Deine Aufgabe: Kannst du alle Zeilen vom Anfang der Daten bis einschließlich der Zeile mit „101,84 -> 163,268“ vollständig wiedergeben und dabei jede Koordinate der Lösung mit 2,5 skalieren und auf ganze Zahlen runden, wobei ,5 aufgerundet wird? Die Koordinaten im Formatbeispiel bleiben unverändert, und die Bilder lässt du in deiner Antwort weg.

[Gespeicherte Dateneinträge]

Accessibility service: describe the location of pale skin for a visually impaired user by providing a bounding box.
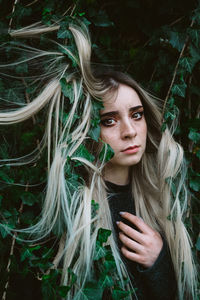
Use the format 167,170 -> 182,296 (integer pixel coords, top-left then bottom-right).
101,84 -> 163,268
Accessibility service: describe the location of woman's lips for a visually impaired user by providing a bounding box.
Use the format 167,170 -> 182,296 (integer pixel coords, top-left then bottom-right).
122,146 -> 139,154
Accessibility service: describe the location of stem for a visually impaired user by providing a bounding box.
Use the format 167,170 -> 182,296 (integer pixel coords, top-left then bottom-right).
2,202 -> 23,300
162,20 -> 194,116
8,0 -> 19,32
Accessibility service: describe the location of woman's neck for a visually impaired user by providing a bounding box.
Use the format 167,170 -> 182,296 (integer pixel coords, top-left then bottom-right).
104,163 -> 129,185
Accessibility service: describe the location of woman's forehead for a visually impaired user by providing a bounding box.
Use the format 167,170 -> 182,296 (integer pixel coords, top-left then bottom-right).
102,84 -> 142,111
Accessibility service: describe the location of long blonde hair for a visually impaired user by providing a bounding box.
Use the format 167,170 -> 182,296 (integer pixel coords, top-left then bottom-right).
0,19 -> 196,299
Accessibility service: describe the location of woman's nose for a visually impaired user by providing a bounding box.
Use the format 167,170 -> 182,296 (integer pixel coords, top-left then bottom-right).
121,119 -> 137,139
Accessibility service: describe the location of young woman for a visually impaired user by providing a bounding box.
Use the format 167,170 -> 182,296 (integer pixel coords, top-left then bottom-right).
0,19 -> 196,300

Ergebnis:
Accessibility service: describe the location of pale skin for a visually impaired user by providing a bounding box.
Use the format 167,170 -> 182,296 (integer pixel coords, top-left then bottom-right).
253,210 -> 408,670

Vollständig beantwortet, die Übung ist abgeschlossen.